Task objective –
From the essay on reality television below, quote everything from "What I believe" down to "their everyday lives." word for word.

I’ve been a long time reality television watcher. Starting with “Dance Moms”in 2014, I quickly hit a lot of other shows. Between “Dr. Phil”, “Big Brother”, “Love Island”, “Sister Wives”, “The Voice”, I’ve seen nearly every genre of reality television there is.

I should give credit to my parents, for without them I never would have developed such a fascination with watching how differently people lived their lives. I mean, growing up I wasn’t allowed to watch “SpongeBob SquarePants” or Disney Channel. But I was able to watch the insanity that went down on “Dr. Phil” alongside my mom.

As I’ve continued to grow older, my love for such “trash television” hasn’t changed. I still love all forms of reality television. However in the past few years, I believe there’s been a shift in the behavior on reality television.

What networks found was that these kinds of shows were relatively cheap to produce and viewers loved them.

What I believe made the early days of reality television so appealing was the fact that people saw bits and pieces of lives that fascinated them. Just like with me and watching the dancers on Dance Moms, they saw a way of life that looked like it came with freedom.

The “characters” you saw on reality television weren’t carefully scripted to make you root for them or hate them. They were just human beings, no matter how insane they acted. At the end of the day, you were watching them live their everyday lives.

The shift, I believe, has come in more recent years. In the age of social media, everyone is concerned with their image or their brand. They look at the reality television stars of the past like the Kardashian/Jenner family, or the “Dance Moms” girls and they want that same level of fame and attention.

Take the example of “Dance Moms: A New Era”. All those moms and kids watched seven seasons of the original “Dance Moms”. They saw a group of seven girls and five moms who became known as America’s Sweethearts. Now they have the equation for what success could be.

But those moms and dancers aren’t the original cast of “Dance Moms”. What they have in their show isn’t the same level of authenticity that the original had. You had seven little girls who loved to dance, and loved to dance with their friends.

The new “Dance Moms” … I don’t believe any of them. And that’s where the producers have failed. This new group isn’t a group. They’re girls and moms who want the fame and success that came from the show before them.

I think all reality television is that way now. It’s no longer the equation of “real people who just so happen to be characters” it’s “characters who just so happen to be real people”.

For me, that’s where the failure is. The reason reality television has been so successful is because people got to see authenticity. Even with the Kardashians, people saw vulnerability and how they lived their day to day lives, no matter how extremely lavish.

I think the days of the original kind of reality television are over. With the way everything is so calculated in today’s world, there just isn’t a way for it to revert back to the authenticity people want to see, which I honestly believe is a shame.

Jolie Shultz is a Hutchinson sophomore studying journalism. She is the Collegian’s Editor In Chief.

Data listing –
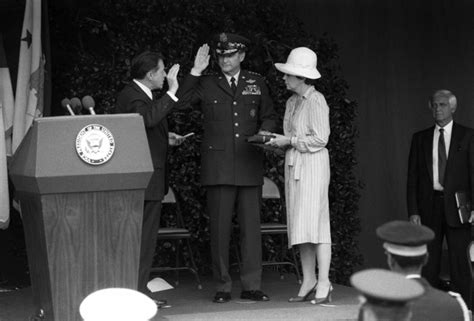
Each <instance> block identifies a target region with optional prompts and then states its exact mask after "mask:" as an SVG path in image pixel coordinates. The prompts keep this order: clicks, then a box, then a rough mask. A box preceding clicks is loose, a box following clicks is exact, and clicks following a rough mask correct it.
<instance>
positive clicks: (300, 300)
mask: <svg viewBox="0 0 474 321" xmlns="http://www.w3.org/2000/svg"><path fill="white" fill-rule="evenodd" d="M317 284H318V282H316V283H315V284H314V286H313V287H312V288H311V290H309V292H308V293H306V294H305V295H304V296H297V297H294V298H289V299H288V302H292V303H294V302H305V301H309V298H310V297H311V296H312V295H315V294H316V285H317Z"/></svg>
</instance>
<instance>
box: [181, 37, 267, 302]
mask: <svg viewBox="0 0 474 321" xmlns="http://www.w3.org/2000/svg"><path fill="white" fill-rule="evenodd" d="M247 45H248V40H247V39H246V38H244V37H241V36H239V35H235V34H226V33H221V34H220V35H218V39H217V48H216V54H217V60H218V64H219V67H220V69H221V72H219V73H218V74H212V75H202V76H201V73H202V72H203V71H204V70H205V69H206V68H207V66H208V62H209V47H208V46H207V44H206V45H203V46H202V47H201V48H200V49H199V50H198V53H197V55H196V59H195V63H194V67H193V69H192V70H191V74H190V75H189V76H188V78H187V79H186V81H185V83H191V84H193V85H194V92H193V95H192V99H191V101H190V102H191V104H193V105H196V104H197V105H199V106H200V108H201V110H202V113H203V128H204V134H203V140H202V145H201V183H202V185H203V186H205V187H206V192H207V210H208V212H209V217H210V233H211V254H212V262H213V263H212V265H213V274H214V277H215V279H216V281H217V293H216V295H215V297H214V302H216V303H224V302H228V301H229V300H230V299H231V295H230V292H231V287H232V280H231V277H230V275H229V240H230V233H231V230H232V228H231V224H232V214H233V213H234V211H235V212H236V213H237V216H238V220H239V225H240V248H241V255H242V268H241V270H240V277H241V282H242V292H241V295H240V297H241V298H242V299H250V300H254V301H268V300H269V298H268V296H267V295H266V294H264V293H263V292H262V291H261V290H260V285H261V273H262V257H261V251H262V249H261V233H260V202H261V193H262V184H263V152H262V150H261V149H259V148H258V147H254V146H252V145H251V144H249V143H247V142H246V138H247V137H249V136H252V135H255V134H257V133H258V132H259V131H260V132H261V133H262V132H270V131H272V130H274V129H275V119H276V114H275V112H274V109H273V103H272V100H271V98H270V96H269V93H268V89H267V86H266V85H265V81H264V79H263V78H262V77H261V76H260V75H258V74H256V73H253V72H250V71H245V70H241V68H240V64H241V62H242V61H243V60H244V59H245V51H246V49H247ZM181 101H182V100H181Z"/></svg>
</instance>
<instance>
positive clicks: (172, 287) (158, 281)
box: [147, 278, 174, 293]
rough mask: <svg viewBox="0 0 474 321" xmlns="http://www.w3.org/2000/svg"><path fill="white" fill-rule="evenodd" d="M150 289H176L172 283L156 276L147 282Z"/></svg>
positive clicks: (148, 289) (162, 290)
mask: <svg viewBox="0 0 474 321" xmlns="http://www.w3.org/2000/svg"><path fill="white" fill-rule="evenodd" d="M147 287H148V290H150V291H151V292H152V293H153V292H160V291H165V290H169V289H174V288H173V286H172V285H171V284H169V283H168V282H166V281H165V280H163V279H162V278H154V279H153V280H151V281H149V282H148V283H147Z"/></svg>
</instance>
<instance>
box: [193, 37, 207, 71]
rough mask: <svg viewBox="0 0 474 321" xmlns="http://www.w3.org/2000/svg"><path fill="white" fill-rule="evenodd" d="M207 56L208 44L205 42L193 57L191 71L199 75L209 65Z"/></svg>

Exercise response –
What I believe made the early days of reality television so appealing was the fact that people saw bits and pieces of lives that fascinated them. Just like with me and watching the dancers on Dance Moms, they saw a way of life that looked like it came with freedom.

The “characters” you saw on reality television weren’t carefully scripted to make you root for them or hate them. They were just human beings, no matter how insane they acted. At the end of the day, you were watching them live their everyday lives.